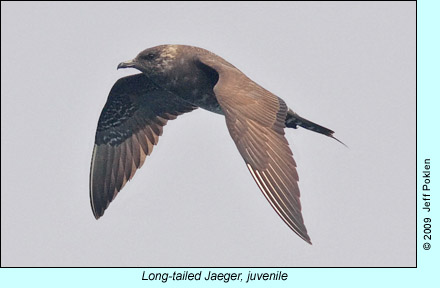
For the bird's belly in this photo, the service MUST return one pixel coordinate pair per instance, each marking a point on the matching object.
(208, 102)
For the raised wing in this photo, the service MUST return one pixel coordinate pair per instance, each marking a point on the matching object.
(256, 121)
(129, 126)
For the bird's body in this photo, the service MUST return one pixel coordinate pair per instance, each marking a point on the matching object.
(176, 79)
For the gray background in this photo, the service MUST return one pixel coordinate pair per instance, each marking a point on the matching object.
(348, 66)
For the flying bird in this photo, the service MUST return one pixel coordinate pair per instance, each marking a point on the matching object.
(177, 79)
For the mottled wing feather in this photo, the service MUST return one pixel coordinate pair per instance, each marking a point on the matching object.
(129, 126)
(256, 121)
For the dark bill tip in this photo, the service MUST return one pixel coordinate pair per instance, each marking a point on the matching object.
(126, 64)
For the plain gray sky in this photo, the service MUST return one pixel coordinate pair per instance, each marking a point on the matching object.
(348, 66)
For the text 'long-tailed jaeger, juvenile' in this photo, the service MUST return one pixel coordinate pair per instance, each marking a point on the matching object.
(176, 79)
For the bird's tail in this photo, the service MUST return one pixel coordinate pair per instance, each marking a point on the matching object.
(293, 120)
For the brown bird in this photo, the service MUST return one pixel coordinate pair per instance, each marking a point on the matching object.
(176, 79)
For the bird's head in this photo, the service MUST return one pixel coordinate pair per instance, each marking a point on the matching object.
(156, 61)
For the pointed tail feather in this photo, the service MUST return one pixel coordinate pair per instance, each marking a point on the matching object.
(293, 120)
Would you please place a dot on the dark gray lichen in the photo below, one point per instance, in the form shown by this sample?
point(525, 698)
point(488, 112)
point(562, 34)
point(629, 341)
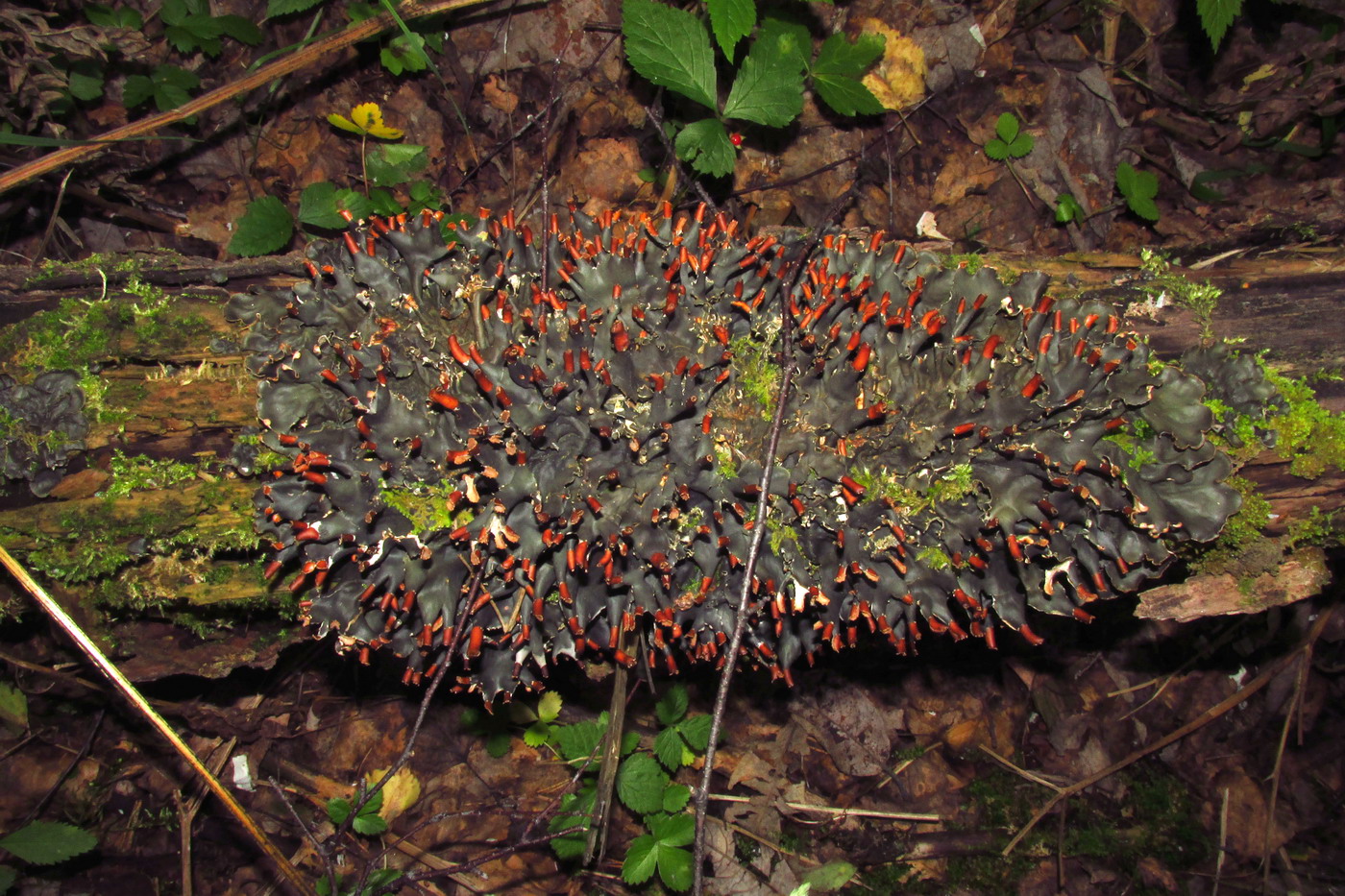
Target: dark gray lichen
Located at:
point(40, 425)
point(955, 452)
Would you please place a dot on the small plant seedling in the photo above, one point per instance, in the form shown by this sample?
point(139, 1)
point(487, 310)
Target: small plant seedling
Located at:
point(672, 49)
point(1068, 208)
point(1139, 188)
point(1011, 140)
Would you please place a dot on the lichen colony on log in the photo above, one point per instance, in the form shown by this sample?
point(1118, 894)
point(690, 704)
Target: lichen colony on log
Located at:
point(578, 435)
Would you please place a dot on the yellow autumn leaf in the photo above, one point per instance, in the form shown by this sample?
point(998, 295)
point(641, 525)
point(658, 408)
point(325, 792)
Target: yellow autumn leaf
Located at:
point(366, 118)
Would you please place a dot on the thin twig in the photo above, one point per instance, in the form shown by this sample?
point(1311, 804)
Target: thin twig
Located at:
point(721, 697)
point(1200, 721)
point(300, 58)
point(130, 691)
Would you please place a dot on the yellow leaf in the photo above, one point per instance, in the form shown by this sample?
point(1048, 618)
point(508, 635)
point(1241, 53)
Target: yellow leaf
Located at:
point(366, 118)
point(400, 794)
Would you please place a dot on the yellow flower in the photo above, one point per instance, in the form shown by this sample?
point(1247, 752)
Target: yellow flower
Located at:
point(366, 118)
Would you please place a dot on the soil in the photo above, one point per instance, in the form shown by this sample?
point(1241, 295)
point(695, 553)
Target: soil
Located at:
point(925, 772)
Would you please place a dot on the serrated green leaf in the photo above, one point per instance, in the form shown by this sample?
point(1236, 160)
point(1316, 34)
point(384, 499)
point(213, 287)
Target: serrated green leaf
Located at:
point(668, 747)
point(537, 734)
point(1021, 145)
point(769, 87)
point(549, 707)
point(577, 741)
point(696, 731)
point(369, 825)
point(1006, 127)
point(1068, 208)
point(318, 206)
point(846, 96)
point(675, 798)
point(642, 859)
point(706, 145)
point(264, 228)
point(730, 22)
point(675, 868)
point(239, 30)
point(672, 49)
point(672, 707)
point(47, 842)
point(394, 163)
point(841, 57)
point(830, 878)
point(641, 784)
point(674, 831)
point(285, 7)
point(1214, 17)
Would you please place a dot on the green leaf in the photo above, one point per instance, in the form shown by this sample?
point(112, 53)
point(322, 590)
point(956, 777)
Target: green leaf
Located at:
point(769, 89)
point(642, 859)
point(846, 96)
point(1068, 208)
point(697, 732)
point(1214, 17)
point(831, 876)
point(641, 784)
point(674, 831)
point(675, 868)
point(841, 57)
point(286, 7)
point(537, 734)
point(668, 747)
point(672, 49)
point(1139, 188)
point(672, 707)
point(549, 707)
point(264, 228)
point(49, 842)
point(675, 798)
point(787, 36)
point(369, 824)
point(1021, 145)
point(394, 163)
point(730, 22)
point(577, 741)
point(13, 707)
point(706, 145)
point(338, 811)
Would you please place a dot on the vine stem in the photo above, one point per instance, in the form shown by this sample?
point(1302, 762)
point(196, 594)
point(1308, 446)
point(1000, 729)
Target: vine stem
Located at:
point(721, 697)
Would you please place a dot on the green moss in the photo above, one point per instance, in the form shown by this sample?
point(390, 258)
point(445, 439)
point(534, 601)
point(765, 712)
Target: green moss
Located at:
point(427, 506)
point(757, 375)
point(145, 473)
point(1308, 435)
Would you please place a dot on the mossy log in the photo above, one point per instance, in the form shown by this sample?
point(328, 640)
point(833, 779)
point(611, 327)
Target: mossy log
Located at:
point(164, 382)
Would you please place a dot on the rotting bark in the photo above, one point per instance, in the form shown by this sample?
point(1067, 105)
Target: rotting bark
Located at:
point(174, 396)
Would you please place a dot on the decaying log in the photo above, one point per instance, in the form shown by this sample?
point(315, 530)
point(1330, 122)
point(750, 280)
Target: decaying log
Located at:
point(172, 393)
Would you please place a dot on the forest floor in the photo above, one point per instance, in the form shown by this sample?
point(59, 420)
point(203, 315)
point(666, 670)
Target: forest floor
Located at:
point(918, 771)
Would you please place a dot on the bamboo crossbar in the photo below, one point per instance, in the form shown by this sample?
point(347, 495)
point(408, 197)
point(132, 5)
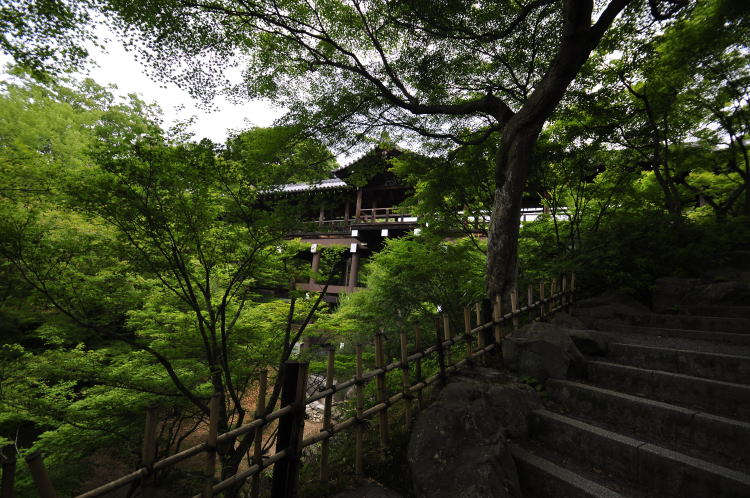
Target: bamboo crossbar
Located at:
point(564, 297)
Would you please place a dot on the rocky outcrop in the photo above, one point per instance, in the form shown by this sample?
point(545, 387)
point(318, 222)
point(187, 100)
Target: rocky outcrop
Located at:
point(544, 350)
point(458, 446)
point(368, 489)
point(610, 305)
point(678, 294)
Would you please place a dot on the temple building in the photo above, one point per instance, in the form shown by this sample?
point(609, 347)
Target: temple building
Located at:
point(357, 208)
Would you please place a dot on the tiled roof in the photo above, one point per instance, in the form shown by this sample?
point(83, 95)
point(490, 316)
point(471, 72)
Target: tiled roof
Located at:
point(329, 183)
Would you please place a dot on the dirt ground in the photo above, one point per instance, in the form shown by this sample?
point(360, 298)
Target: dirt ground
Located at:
point(106, 467)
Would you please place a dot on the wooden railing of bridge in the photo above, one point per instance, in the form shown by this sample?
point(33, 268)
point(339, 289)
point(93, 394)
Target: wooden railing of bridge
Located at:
point(484, 326)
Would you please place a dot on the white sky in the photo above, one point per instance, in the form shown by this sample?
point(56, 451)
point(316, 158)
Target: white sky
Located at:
point(119, 67)
point(114, 65)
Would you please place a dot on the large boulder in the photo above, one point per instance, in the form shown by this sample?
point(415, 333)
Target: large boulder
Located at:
point(610, 305)
point(458, 445)
point(368, 489)
point(673, 294)
point(542, 351)
point(587, 342)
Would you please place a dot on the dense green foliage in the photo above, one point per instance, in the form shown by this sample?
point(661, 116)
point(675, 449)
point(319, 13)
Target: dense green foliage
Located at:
point(136, 262)
point(131, 261)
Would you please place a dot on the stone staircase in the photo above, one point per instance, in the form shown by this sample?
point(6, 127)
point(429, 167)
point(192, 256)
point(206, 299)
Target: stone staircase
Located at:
point(665, 413)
------------------------------------------------
_What the exercise asks_: Rewrite every row above with each "photo" swapped for "image", changing nothing else, and leave the pictures out of your answer.

_Task answer_:
For the bird's belly in this image, the service MUST return one pixel coordinate pair per instance, each marking a point on the matching object.
(208, 102)
For the raised wing in this image, the service MUST return one pixel coordinate pair per instance, each marking a point on the matching object.
(256, 121)
(129, 126)
For the bird's body in this image, the service MUST return one pixel coordinate pair per instance, each marking a point on the matching object.
(176, 79)
For the gray background in this image, the service MUST return one pixel coordinate pair per instance, each marking a point on the matching object.
(348, 66)
For the flying bird in this image, the service MUST return one pixel coordinate pair per instance, each marking a point on the matching object.
(177, 79)
For the mottled wing feather in this image, the service MUST return one pixel coordinate pair per instance, each marking a point on the matching object.
(129, 126)
(256, 121)
For the dark bill tip in this image, the service MUST return one pixel coordinate pair per instance, each marking a point on the matching object.
(126, 64)
For the plain gray sky in this image, the service MUST return one pixel coordinate pair per instance, each marking a point on the matching object.
(348, 66)
For the text 'long-tailed jaeger, juvenile' in this image, the service MUST return one pixel coordinate pair per instance, each marking a point on the matching object.
(176, 79)
For the bird's tail in this image, the service MUST return one pixel coordinate pair per instance, each marking a point on the matching object.
(293, 120)
For the brown bird in this image, the service MUST return one pixel coordinate pair per instance, each marking a point on the matching object.
(176, 79)
For the bird's head in this image, the service MUST return one pixel coordinate pair per instance, each marking a point on the matching object.
(156, 61)
For the pointed tail feather in this image, the service MUST return one pixel coordinate pair per instance, each marking a point on the matching object.
(293, 120)
Would you please place a dot on the dark gray lichen in the image below, one point per instance, in the form shown by this sample?
point(525, 698)
point(488, 112)
point(562, 34)
point(629, 341)
Target: dark gray lichen
Located at:
point(40, 425)
point(955, 452)
Would you please place a dot on the small plant seedling in the image above, one point per instance, in the form shown by this sample?
point(139, 1)
point(487, 310)
Target: small plant seedling
Located at:
point(672, 49)
point(1068, 208)
point(1139, 188)
point(1011, 140)
Would you please place a dot on the lichen colony on log in the image above, one point per instance, in the form shown by this sample?
point(1118, 894)
point(690, 704)
Target: lichen colony on log
Located at:
point(578, 435)
Would you please place a dot on the yellow autumn leaf in the image above, one point per instance, in the form shown by this sample?
point(998, 295)
point(641, 525)
point(658, 408)
point(325, 792)
Target: yellow autumn leaf
Located at:
point(366, 118)
Would you please place a dot on the thin twig in the image above, one point per instance, in the form shown by this sample?
point(1311, 804)
Target: thin twig
Located at:
point(721, 697)
point(1200, 721)
point(300, 58)
point(130, 691)
Would you please place a dot on the yellow leaf in the image above, one point per instance, in the form shown by this sample?
point(1048, 618)
point(508, 635)
point(1241, 53)
Target: yellow leaf
Located at:
point(366, 118)
point(400, 794)
Would you please place a dot on the yellow flower in the image above, one point per instance, in the form shown by this sample?
point(1247, 752)
Target: yellow flower
Located at:
point(366, 118)
Would you please place a dot on the soil in the image above, one point per instance, in the form shown by this sample?
point(1241, 295)
point(695, 553)
Target: soil
Located at:
point(925, 772)
Would you please place a dot on the serrated green leaf in the image above, one point per instance, in the form shown by this sample?
point(1236, 160)
point(1316, 34)
point(384, 499)
point(213, 287)
Target: serrated green leaf
Located at:
point(668, 747)
point(537, 734)
point(1021, 145)
point(769, 87)
point(549, 707)
point(577, 741)
point(696, 731)
point(369, 825)
point(1006, 127)
point(1068, 208)
point(318, 206)
point(846, 96)
point(675, 798)
point(642, 859)
point(706, 145)
point(264, 228)
point(730, 22)
point(675, 868)
point(239, 30)
point(672, 49)
point(672, 707)
point(47, 842)
point(394, 163)
point(841, 57)
point(830, 878)
point(641, 784)
point(674, 831)
point(285, 7)
point(1214, 17)
Would you please place a dot on the green leaf in the image above, one point per instance, in the form shown by this sample?
point(112, 53)
point(322, 590)
point(956, 777)
Target: green leaf
Located at:
point(769, 89)
point(642, 859)
point(846, 96)
point(1068, 208)
point(697, 732)
point(1214, 17)
point(831, 876)
point(641, 784)
point(674, 831)
point(675, 868)
point(841, 57)
point(286, 7)
point(537, 734)
point(668, 747)
point(672, 49)
point(1139, 188)
point(672, 707)
point(549, 707)
point(264, 228)
point(49, 842)
point(675, 798)
point(787, 36)
point(369, 824)
point(1021, 145)
point(394, 163)
point(730, 22)
point(577, 741)
point(13, 707)
point(706, 145)
point(338, 811)
Would you please place a dot on the vine stem in the image above, one point per instance, in the form shown by this sample?
point(1302, 762)
point(196, 594)
point(1308, 446)
point(1000, 729)
Target: vine stem
Located at:
point(721, 697)
Would you please place a dot on the green moss in the image above, one point per instance, in the form shown by this sample?
point(390, 258)
point(445, 439)
point(534, 601)
point(765, 712)
Target: green moss
Located at:
point(427, 506)
point(757, 375)
point(145, 473)
point(1308, 435)
Would you please place a dot on the mossy log in the image above, one point per instance, in the form shown by this sample?
point(328, 640)
point(833, 779)
point(611, 327)
Target: mossy log
Located at:
point(164, 382)
Would you please place a dot on the rotting bark in the image above, one point per instance, in the form shown by this sample?
point(1067, 105)
Target: rotting bark
Located at:
point(174, 396)
Would you please place a dot on the decaying log in the image above, one point per instance, in the form shown by this sample?
point(315, 530)
point(1330, 122)
point(750, 280)
Target: decaying log
Located at:
point(172, 393)
Would you please place a dot on the forest floor in the image above, one point per instance, in the form shown by this sample?
point(59, 420)
point(203, 315)
point(666, 670)
Target: forest floor
Located at:
point(918, 771)
Would you please place a dot on the bamboo crossbar in the image below, one point per instance, in the form shown by this sample?
point(347, 495)
point(408, 197)
point(132, 5)
Target: bamboo crossbar
Located at:
point(564, 297)
Would you please place a dot on the rocky outcrop in the image above, one point per instance, in the form shown by this sample?
point(545, 387)
point(318, 222)
point(187, 100)
Target: rocky outcrop
Located at:
point(544, 350)
point(458, 446)
point(368, 489)
point(610, 305)
point(678, 294)
Would you please place a dot on the temple building in the image above, one point per instance, in the form shown by this sample?
point(609, 347)
Target: temple building
Located at:
point(357, 208)
Would you please place a dot on the tiled roof in the image above, one point per instance, in the form shown by this sample?
point(83, 95)
point(490, 316)
point(471, 72)
Target: tiled roof
Located at:
point(329, 183)
Would you please place a dot on the dirt ground in the image above, one point per instance, in the form shown by this sample?
point(360, 298)
Target: dirt ground
Located at:
point(106, 467)
Would you please place a dot on the wooden railing of bridge in the image above, one point per instance, in the form shown by this sample?
point(33, 268)
point(339, 289)
point(93, 394)
Target: wooden railing of bridge
Located at:
point(484, 326)
Would you please place a dot on the white sky in the image above, one point per instance, in the form shown by this sample?
point(56, 451)
point(316, 158)
Target: white sky
Located at:
point(119, 67)
point(114, 65)
Would you please place a dot on the large boulder in the image above, one point per instance, in the form shown by this sample?
point(415, 333)
Target: large boulder
Located at:
point(610, 305)
point(458, 445)
point(368, 489)
point(673, 294)
point(542, 351)
point(587, 342)
Would you please place a dot on the dense green foliage in the image above, one point per instance, in the form shown by this sample?
point(661, 116)
point(675, 449)
point(319, 13)
Target: dense green foliage
Located at:
point(136, 262)
point(131, 261)
Would you please place a dot on the stone staircase in the image above, one point per instance, in the form shown by this sample?
point(6, 127)
point(429, 167)
point(192, 256)
point(206, 299)
Target: stone staircase
Located at:
point(665, 413)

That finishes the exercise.